:: Task brief ::
Rescale all of the lines below and give them again, requests included. Multiply every bounding box coordinate in the answers by 2.05 and round it to a whole number, with halves rounding up, but leave the numbers in the requests and their format samples as they are.

** BEGIN Provided data **

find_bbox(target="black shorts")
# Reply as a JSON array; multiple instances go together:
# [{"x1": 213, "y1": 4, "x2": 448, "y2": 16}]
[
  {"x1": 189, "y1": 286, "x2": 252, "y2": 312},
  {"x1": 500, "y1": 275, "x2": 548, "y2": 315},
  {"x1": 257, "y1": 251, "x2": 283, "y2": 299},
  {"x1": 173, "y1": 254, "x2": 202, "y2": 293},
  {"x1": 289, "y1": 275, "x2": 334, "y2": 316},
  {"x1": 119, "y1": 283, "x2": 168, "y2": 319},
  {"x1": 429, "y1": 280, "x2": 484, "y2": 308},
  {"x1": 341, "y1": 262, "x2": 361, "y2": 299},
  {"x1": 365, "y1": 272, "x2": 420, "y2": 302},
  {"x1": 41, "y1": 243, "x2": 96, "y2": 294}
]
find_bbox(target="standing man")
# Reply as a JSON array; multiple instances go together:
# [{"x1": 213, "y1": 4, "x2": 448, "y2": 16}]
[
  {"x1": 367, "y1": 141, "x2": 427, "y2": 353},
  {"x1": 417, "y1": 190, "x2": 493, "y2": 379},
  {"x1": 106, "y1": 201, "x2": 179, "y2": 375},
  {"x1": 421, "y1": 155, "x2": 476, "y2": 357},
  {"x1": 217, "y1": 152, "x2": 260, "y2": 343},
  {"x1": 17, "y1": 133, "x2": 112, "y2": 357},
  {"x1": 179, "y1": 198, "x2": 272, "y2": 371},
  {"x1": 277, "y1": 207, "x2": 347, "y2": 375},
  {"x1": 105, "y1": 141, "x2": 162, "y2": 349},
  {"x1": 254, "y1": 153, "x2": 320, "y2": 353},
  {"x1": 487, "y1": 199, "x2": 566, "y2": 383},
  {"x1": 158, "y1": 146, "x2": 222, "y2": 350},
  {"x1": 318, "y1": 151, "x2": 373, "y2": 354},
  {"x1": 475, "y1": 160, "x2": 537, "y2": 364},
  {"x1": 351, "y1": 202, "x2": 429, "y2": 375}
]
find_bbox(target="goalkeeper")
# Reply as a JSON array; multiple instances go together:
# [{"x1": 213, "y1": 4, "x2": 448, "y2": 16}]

** END Provided data **

:: Solution ::
find_bbox(target="black shorts")
# Reply as a JSON array; multiple instances go together:
# [{"x1": 213, "y1": 4, "x2": 448, "y2": 16}]
[
  {"x1": 387, "y1": 586, "x2": 517, "y2": 640},
  {"x1": 1025, "y1": 564, "x2": 1123, "y2": 646},
  {"x1": 527, "y1": 515, "x2": 580, "y2": 613},
  {"x1": 355, "y1": 521, "x2": 414, "y2": 601},
  {"x1": 592, "y1": 564, "x2": 685, "y2": 648},
  {"x1": 244, "y1": 580, "x2": 344, "y2": 654},
  {"x1": 879, "y1": 574, "x2": 992, "y2": 631},
  {"x1": 699, "y1": 537, "x2": 740, "y2": 613},
  {"x1": 748, "y1": 558, "x2": 861, "y2": 619},
  {"x1": 84, "y1": 498, "x2": 197, "y2": 603}
]
find_bbox(target="standing man")
# Reply as a JSON array; multiple instances go together:
# [{"x1": 213, "y1": 4, "x2": 448, "y2": 16}]
[
  {"x1": 752, "y1": 289, "x2": 875, "y2": 724},
  {"x1": 855, "y1": 390, "x2": 1011, "y2": 777},
  {"x1": 217, "y1": 412, "x2": 367, "y2": 769},
  {"x1": 863, "y1": 318, "x2": 976, "y2": 732},
  {"x1": 445, "y1": 312, "x2": 533, "y2": 703},
  {"x1": 35, "y1": 273, "x2": 230, "y2": 732},
  {"x1": 367, "y1": 406, "x2": 558, "y2": 761},
  {"x1": 568, "y1": 424, "x2": 711, "y2": 769},
  {"x1": 215, "y1": 289, "x2": 332, "y2": 715},
  {"x1": 521, "y1": 314, "x2": 656, "y2": 724},
  {"x1": 998, "y1": 408, "x2": 1160, "y2": 785},
  {"x1": 324, "y1": 299, "x2": 455, "y2": 718},
  {"x1": 652, "y1": 310, "x2": 765, "y2": 726},
  {"x1": 974, "y1": 328, "x2": 1101, "y2": 746},
  {"x1": 720, "y1": 414, "x2": 879, "y2": 769}
]
find_bbox(target="goalkeeper")
# Reply as a JSON array; multiple instances go together:
# [{"x1": 213, "y1": 4, "x2": 448, "y2": 16}]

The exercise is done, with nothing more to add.